Work request:
Every record should be written out again in full, with no character altered.

Given data:
● ● ●
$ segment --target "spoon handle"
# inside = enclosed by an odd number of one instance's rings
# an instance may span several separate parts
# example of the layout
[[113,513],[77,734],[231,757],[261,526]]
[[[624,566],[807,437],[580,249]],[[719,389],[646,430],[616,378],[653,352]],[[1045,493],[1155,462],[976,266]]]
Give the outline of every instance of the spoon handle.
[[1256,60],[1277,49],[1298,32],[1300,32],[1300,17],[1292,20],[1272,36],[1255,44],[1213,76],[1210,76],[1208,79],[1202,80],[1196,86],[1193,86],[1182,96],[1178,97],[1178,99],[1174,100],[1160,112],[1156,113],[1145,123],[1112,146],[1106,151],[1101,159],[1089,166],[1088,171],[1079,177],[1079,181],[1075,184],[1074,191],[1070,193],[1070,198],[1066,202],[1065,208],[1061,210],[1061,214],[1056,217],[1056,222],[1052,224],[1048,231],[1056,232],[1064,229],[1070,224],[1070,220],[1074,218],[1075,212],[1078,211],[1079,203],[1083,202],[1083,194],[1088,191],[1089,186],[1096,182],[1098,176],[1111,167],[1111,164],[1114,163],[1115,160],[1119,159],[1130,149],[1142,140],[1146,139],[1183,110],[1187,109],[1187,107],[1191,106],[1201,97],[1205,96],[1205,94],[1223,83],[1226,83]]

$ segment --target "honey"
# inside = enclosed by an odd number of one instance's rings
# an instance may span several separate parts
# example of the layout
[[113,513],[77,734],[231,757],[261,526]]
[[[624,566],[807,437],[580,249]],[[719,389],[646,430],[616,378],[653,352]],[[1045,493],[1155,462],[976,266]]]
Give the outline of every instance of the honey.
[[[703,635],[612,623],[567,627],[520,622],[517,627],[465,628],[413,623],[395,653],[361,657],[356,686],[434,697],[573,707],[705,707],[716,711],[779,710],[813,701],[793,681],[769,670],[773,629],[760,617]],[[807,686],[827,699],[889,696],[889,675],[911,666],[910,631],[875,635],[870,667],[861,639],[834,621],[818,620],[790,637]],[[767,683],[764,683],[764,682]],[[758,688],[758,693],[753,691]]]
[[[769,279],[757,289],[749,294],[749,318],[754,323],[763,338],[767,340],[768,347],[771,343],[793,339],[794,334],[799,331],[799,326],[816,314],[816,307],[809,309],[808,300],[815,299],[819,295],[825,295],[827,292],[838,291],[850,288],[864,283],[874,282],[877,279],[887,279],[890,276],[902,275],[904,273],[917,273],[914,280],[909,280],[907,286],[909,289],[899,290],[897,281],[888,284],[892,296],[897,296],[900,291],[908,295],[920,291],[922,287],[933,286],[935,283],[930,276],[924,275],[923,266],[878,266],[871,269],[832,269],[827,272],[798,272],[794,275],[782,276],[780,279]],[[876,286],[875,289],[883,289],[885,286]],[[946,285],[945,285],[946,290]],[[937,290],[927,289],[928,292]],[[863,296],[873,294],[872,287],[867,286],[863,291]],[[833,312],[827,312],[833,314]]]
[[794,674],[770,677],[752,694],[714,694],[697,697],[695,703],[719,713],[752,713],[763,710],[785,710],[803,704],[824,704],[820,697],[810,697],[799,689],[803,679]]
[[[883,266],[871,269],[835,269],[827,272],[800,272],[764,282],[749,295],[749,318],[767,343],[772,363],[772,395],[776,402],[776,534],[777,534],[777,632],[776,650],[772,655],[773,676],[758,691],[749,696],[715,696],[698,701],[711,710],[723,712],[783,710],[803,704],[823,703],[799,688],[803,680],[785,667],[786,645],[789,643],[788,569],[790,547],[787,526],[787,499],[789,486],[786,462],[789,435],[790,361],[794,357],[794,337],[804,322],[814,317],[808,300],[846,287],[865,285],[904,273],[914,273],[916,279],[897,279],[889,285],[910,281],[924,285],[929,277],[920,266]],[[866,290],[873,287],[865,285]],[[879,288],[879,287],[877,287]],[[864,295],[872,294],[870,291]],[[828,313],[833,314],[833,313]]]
● ● ●
Your response:
$ segment --target "spoon handle"
# inside = enclosed by an odd number of one instance's rings
# an instance may span several separate parts
# example of the layout
[[113,513],[77,734],[231,757],[261,526]]
[[[624,566],[807,437],[580,249]],[[719,389],[646,430],[616,378],[653,352]],[[1045,493],[1155,462],[976,266]]]
Give the outline of every instance of the spoon handle.
[[1256,60],[1277,49],[1298,32],[1300,32],[1300,17],[1292,20],[1272,36],[1255,44],[1213,76],[1210,76],[1208,79],[1202,80],[1196,86],[1193,86],[1182,96],[1178,97],[1178,99],[1174,100],[1160,112],[1156,113],[1145,123],[1112,146],[1106,151],[1101,159],[1089,166],[1088,171],[1079,177],[1079,181],[1075,184],[1074,191],[1070,193],[1070,198],[1066,202],[1065,208],[1061,210],[1061,214],[1056,217],[1056,222],[1052,224],[1048,231],[1056,232],[1064,229],[1070,224],[1070,220],[1074,218],[1075,212],[1078,211],[1079,203],[1083,202],[1083,194],[1088,191],[1089,186],[1096,182],[1098,176],[1111,167],[1111,164],[1114,163],[1115,160],[1119,159],[1130,149],[1142,140],[1146,139],[1183,110],[1187,109],[1187,107],[1191,106],[1201,97],[1205,96],[1205,94],[1223,83],[1226,83]]

$ segment --target "honey"
# inside = enclosed by an odd number of one instance's rings
# an instance may span several separate parts
# example of the layout
[[113,513],[77,734],[231,757],[261,526]]
[[[624,566],[807,437],[580,249]],[[719,389],[646,430],[616,378],[653,352]],[[1045,493],[1155,462],[976,266]]]
Give the outline of every instance of the honey.
[[[703,635],[612,623],[567,627],[520,622],[517,627],[465,628],[413,623],[395,653],[361,657],[356,686],[434,697],[573,707],[705,707],[716,711],[779,710],[813,701],[793,681],[769,670],[773,629],[760,617]],[[807,686],[827,699],[889,696],[889,675],[911,666],[910,631],[875,635],[870,667],[861,639],[834,621],[818,620],[790,637]],[[767,683],[764,683],[764,682]],[[758,688],[758,693],[753,691]]]
[[[769,279],[757,289],[749,294],[749,318],[754,323],[763,338],[767,340],[768,347],[771,343],[793,339],[794,334],[799,331],[799,326],[816,314],[816,307],[809,309],[808,300],[815,299],[819,295],[825,295],[827,292],[838,291],[850,288],[864,283],[874,282],[877,279],[887,279],[890,276],[902,275],[904,273],[917,273],[914,280],[909,280],[907,286],[909,289],[899,290],[897,281],[888,284],[892,296],[897,296],[900,291],[908,295],[920,291],[922,287],[933,286],[935,283],[930,276],[924,275],[923,266],[878,266],[871,269],[832,269],[827,272],[798,272],[794,275],[782,276],[780,279]],[[876,286],[875,289],[883,289],[885,286]],[[946,285],[945,285],[946,290]],[[937,290],[927,289],[928,292]],[[863,296],[873,294],[872,287],[867,286],[863,291]],[[833,312],[827,312],[833,314]]]
[[794,674],[770,677],[752,694],[714,694],[697,697],[695,703],[719,713],[752,713],[763,710],[785,710],[803,704],[824,704],[820,697],[810,697],[799,689],[803,679]]
[[[883,266],[871,269],[835,269],[827,272],[800,272],[764,282],[749,295],[749,318],[767,343],[772,363],[772,395],[776,402],[776,534],[777,534],[777,632],[776,650],[772,655],[773,676],[758,691],[749,696],[715,696],[698,701],[711,710],[723,712],[783,710],[803,704],[823,703],[799,688],[803,680],[785,667],[786,645],[789,643],[788,569],[790,547],[787,526],[787,499],[789,486],[786,462],[789,435],[790,361],[794,357],[794,337],[804,322],[814,317],[808,300],[846,287],[865,285],[904,273],[914,273],[916,279],[897,279],[889,285],[910,281],[924,285],[929,277],[920,266]],[[866,290],[873,287],[865,285]],[[879,288],[879,287],[877,287]],[[864,295],[872,294],[870,291]],[[828,313],[833,314],[833,313]]]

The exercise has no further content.